Copy every line of the data below without changing anything.

— START OF EXERCISE MATERIAL —

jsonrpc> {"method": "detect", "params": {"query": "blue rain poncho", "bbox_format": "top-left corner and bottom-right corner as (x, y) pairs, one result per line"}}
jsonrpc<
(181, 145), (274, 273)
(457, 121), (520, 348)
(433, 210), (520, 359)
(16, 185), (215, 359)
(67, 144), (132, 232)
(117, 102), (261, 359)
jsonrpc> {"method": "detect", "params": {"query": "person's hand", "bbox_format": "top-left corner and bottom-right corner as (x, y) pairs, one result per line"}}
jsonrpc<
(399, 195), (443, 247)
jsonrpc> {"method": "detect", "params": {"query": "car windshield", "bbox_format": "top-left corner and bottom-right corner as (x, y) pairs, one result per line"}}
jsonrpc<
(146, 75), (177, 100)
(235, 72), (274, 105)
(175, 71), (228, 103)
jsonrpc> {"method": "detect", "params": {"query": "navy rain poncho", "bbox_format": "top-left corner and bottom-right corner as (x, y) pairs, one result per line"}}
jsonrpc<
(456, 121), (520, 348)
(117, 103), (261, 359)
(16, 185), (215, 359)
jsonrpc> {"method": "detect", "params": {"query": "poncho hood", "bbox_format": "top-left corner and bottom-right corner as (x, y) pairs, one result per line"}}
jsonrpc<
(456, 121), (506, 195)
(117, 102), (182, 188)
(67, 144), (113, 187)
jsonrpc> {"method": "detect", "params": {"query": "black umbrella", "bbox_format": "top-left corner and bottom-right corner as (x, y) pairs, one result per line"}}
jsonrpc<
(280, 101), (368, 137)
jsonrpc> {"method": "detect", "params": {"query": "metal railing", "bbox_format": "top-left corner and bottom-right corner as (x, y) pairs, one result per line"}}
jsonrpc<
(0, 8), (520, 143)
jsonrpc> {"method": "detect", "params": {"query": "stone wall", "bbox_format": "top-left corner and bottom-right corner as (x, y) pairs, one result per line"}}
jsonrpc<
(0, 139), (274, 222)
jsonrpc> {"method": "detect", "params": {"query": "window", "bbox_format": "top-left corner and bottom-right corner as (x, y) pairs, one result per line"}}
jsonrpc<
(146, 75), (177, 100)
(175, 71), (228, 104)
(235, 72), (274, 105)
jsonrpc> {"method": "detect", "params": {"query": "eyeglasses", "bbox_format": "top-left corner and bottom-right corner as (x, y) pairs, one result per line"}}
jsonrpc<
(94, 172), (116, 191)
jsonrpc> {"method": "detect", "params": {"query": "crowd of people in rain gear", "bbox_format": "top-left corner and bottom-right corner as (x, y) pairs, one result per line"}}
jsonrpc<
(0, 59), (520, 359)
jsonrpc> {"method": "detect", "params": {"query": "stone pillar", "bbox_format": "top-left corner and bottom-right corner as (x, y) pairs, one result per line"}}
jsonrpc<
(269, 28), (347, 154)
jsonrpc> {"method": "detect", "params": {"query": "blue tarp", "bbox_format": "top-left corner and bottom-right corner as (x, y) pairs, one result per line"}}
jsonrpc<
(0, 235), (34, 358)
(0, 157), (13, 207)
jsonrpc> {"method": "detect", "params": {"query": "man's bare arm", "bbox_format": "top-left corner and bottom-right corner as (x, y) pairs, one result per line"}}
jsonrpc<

— END OF EXERCISE MATERIAL —

• _TASK SOLUTION_
jsonrpc> {"method": "detect", "params": {"query": "blue rain poncho", "bbox_format": "top-left corner and bottom-right corner as (x, y) pairs, one result per line"}}
jsonrpc<
(181, 145), (274, 273)
(457, 121), (520, 348)
(433, 210), (520, 359)
(16, 185), (215, 359)
(67, 144), (132, 232)
(117, 102), (261, 359)
jsonrpc> {"method": "detect", "params": {"query": "person's hand", "bbox_format": "top-left corner and bottom-right corner as (x, y) pairs, one result per line"}}
jsonrpc<
(399, 195), (443, 247)
jsonrpc> {"method": "detect", "params": {"query": "car windshield", "bbox_format": "top-left corner and bottom-right corner as (x, y) pairs, one result per line"}}
jsonrpc<
(146, 75), (177, 100)
(235, 72), (274, 105)
(175, 71), (228, 103)
jsonrpc> {"method": "detect", "params": {"query": "navy rain poncho", "bbox_format": "top-left corner and bottom-right corner as (x, y) pairs, one result per line"}}
jsonrpc<
(456, 121), (520, 348)
(117, 103), (261, 359)
(16, 185), (215, 359)
jsonrpc> {"method": "detect", "params": {"query": "poncho hood", "bbox_format": "top-left corner and bottom-right corner as (x, y) pairs, one result per line"}}
jsonrpc<
(456, 121), (506, 195)
(117, 102), (182, 188)
(67, 144), (113, 187)
jsonrpc> {"method": "detect", "params": {"query": "black umbrella", "bbox_format": "top-left corner and bottom-right corner as (x, y) pairs, one result per line"}}
jsonrpc<
(280, 101), (368, 137)
jsonrpc> {"method": "detect", "params": {"query": "metal railing", "bbox_format": "top-left corner and bottom-right corner as (x, y) pairs, one result per line"}}
jsonrpc<
(0, 8), (520, 143)
jsonrpc> {"method": "detect", "params": {"query": "stone wall", "bbox_format": "top-left corner and bottom-right corner as (x, y) pairs, one result per line"}}
jsonrpc<
(0, 139), (274, 222)
jsonrpc> {"method": "detect", "params": {"query": "window", "bbox_format": "top-left corner and bottom-right corner as (x, y) pairs, one result per line"}}
jsonrpc<
(146, 75), (177, 100)
(175, 71), (228, 104)
(235, 72), (274, 105)
jsonrpc> {"method": "detect", "params": {"query": "eyeglasses", "bbox_format": "top-left corner and bottom-right corner as (x, y) pairs, one result per line"}}
jsonrpc<
(94, 172), (116, 191)
jsonrpc> {"method": "detect", "params": {"query": "crowd of people in rain gear", "bbox_format": "top-left corner and bottom-right corner as (x, y) pairs, one result per line"}}
jsonrpc<
(0, 59), (520, 359)
jsonrpc> {"method": "detect", "params": {"query": "stone pillar", "bbox_format": "top-left corner and bottom-right corner as (x, y) pairs, one result per line"}}
jsonrpc<
(269, 28), (347, 154)
jsonrpc> {"method": "detect", "params": {"query": "blue tarp", "bbox_format": "top-left corner and bottom-right corner as (x, y) pairs, one result per line"}}
jsonrpc<
(0, 235), (34, 358)
(0, 157), (13, 207)
jsonrpc> {"method": "detect", "params": {"query": "man's bare arm", "bbox_format": "top-left corner and bottom-right corner as (x, y) pairs, one result per line"}}
jsonrpc<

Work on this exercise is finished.